_Exercise description_: Copy word for word the part of the passage on nuts that starts at "Okay, so this" and stops after "to the list!".

Studies suggest that diets high in cashews support heart health by lowering blood pressure and improving blood lipid levels which help improve symptoms of metabolic syndrome (like blood fat levels, blood sugar etc.) that affect your risk of heart disease and diabetes. 

A 1-ounce serving of 18 cashews contains around 157 calories. 

Try this recipe: Sweet and spicy roasted cashews


Okay, so this may be cheating, since this perennial snack item is technically a legume (AKA a bean). Nevertheless, the sneaky peanut’s nutritional profile, health benefits, and culinary use is very similar to that of a tree nut, so we welcome it to the list! 

Protein-rich peanuts are an easily available and uncostly addition to your diet. They provide several essential nutrients and are particularly recommended for pregnant women for being a source of folate, a B vitamin that significantly aids in placental and fetal development. 

They also contain a range of antioxidants, polyphenols, amino acids and flavonoids. 

Research suggests that the regular intake of peanuts may be associated with a lower risk of type 2 diabetes and death. 

A 1-ounce serving of 35 peanuts contains around 161 calories. 

Try this recipe: Vegetarian pad Thai

Macadamia Nuts

This tree nut is the richest nut source of monounsaturated fats and therefore helps reduce LDL cholesterol, triglycerides, and blood sugar levels – reducing the risks of heart disease. They are a good source of the minerals magnesium, potassium and calcium and are loaded with fiber. 

Although they are known for their high fat content, they are lower in carbohydrates than many nuts and therefore a very popular addition to low carb diets. 

A 1-ounce serving of 12 Macadamia nuts contains around 200 calories. 

Try this recipe: Macadamia ice cream & mango sorbet swirl pie

Brazil Nuts

Originated from a tree found in the Amazon, Brazil nuts are one of the richest dietary sources of the mineral selenium, which your body needs for critical functions like thyroid hormone production and DNA synthesis. This mineral also functions as a powerful antioxidant and may protect against oxidative damage. Take note: a few nuts a day will be sufficient and you should avoid exceeding the higher limit of 400 mcg, which can lead to selenium poisoning. 

They are also high in vitamin E, the polyphenols ellagic and gallic acid, and magnesium which is essential in nerve function, blood sugar regulation, energy production and blood pressure regulation. Brazil nuts also enhance our defense mechanisms. 

The recommended serving of 3 Brazil nuts contains around 99 calories.

_Extracted information_:
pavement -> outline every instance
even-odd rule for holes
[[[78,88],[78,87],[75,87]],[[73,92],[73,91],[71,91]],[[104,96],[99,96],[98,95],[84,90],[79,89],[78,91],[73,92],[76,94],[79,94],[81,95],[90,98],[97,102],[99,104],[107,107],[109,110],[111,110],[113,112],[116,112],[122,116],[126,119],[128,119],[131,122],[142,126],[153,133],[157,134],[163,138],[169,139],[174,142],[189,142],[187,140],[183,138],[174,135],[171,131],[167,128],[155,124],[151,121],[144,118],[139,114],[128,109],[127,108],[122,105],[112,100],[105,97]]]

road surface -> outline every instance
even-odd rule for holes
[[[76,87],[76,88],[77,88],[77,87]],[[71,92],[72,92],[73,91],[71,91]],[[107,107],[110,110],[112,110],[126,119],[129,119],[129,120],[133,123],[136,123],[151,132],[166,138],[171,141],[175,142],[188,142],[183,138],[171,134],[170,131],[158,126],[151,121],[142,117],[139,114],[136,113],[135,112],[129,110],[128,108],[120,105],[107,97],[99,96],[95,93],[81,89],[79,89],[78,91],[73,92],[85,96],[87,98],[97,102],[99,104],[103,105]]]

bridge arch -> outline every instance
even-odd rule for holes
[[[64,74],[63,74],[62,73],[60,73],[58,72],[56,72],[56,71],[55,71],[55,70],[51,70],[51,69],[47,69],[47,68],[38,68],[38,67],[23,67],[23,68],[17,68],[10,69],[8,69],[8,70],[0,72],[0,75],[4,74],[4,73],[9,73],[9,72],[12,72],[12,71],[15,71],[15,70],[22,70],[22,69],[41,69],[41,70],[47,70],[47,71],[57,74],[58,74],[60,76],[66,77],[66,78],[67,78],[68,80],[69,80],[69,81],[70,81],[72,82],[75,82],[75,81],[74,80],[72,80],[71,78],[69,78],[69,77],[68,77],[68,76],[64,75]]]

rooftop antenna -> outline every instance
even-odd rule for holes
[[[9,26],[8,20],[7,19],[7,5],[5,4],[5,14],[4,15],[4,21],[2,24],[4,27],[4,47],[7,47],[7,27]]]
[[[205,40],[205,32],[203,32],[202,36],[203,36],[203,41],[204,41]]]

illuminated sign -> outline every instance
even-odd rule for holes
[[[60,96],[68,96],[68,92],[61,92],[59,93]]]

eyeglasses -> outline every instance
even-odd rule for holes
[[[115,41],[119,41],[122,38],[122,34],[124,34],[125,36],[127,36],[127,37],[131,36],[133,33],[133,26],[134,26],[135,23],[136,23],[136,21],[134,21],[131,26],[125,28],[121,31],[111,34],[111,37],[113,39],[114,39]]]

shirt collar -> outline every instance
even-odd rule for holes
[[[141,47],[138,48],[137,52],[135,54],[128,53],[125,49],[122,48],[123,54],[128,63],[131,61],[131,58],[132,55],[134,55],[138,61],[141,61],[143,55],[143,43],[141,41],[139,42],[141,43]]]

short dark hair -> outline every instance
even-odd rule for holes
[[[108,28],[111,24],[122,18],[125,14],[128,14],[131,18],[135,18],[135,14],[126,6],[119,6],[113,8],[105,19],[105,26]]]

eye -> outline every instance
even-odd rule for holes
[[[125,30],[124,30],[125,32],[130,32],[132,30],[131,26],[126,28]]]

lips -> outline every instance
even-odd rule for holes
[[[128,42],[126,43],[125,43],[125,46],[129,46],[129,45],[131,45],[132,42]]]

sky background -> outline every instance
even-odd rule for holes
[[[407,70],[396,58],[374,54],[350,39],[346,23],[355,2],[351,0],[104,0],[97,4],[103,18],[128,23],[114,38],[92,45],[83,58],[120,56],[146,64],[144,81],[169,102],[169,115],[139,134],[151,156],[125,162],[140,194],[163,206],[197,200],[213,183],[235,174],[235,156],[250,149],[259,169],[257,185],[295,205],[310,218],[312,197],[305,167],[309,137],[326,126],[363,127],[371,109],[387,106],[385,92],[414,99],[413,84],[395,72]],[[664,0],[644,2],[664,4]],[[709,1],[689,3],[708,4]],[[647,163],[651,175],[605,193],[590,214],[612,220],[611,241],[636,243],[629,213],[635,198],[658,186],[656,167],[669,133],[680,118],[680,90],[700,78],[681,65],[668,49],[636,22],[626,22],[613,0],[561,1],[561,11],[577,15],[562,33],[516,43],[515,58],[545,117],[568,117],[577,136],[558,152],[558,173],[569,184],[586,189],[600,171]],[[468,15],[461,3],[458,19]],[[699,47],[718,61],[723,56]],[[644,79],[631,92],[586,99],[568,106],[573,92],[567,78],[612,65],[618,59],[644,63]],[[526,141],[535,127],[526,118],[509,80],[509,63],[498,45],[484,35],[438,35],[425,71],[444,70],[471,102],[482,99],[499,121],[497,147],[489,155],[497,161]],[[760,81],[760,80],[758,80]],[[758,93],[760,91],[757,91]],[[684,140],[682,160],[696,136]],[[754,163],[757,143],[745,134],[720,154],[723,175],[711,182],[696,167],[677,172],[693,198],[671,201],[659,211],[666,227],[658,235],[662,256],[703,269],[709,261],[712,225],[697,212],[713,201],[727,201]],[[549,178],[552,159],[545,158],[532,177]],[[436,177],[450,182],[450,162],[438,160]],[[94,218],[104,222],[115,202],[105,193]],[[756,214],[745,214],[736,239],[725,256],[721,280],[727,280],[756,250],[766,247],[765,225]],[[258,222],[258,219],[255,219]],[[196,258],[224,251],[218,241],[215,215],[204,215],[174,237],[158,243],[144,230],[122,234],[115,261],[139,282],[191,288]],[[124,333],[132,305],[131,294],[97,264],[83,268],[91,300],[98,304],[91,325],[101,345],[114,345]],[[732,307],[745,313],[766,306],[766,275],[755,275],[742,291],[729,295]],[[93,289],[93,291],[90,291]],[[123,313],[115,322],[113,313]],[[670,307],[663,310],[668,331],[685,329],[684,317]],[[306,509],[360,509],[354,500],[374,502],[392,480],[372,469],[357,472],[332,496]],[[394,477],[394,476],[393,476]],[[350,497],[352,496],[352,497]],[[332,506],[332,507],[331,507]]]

_Answer area_:
Okay, so this may be cheating, since this perennial snack item is technically a legume (AKA a bean). Nevertheless, the sneaky peanut’s nutritional profile, health benefits, and culinary use is very similar to that of a tree nut, so we welcome it to the list!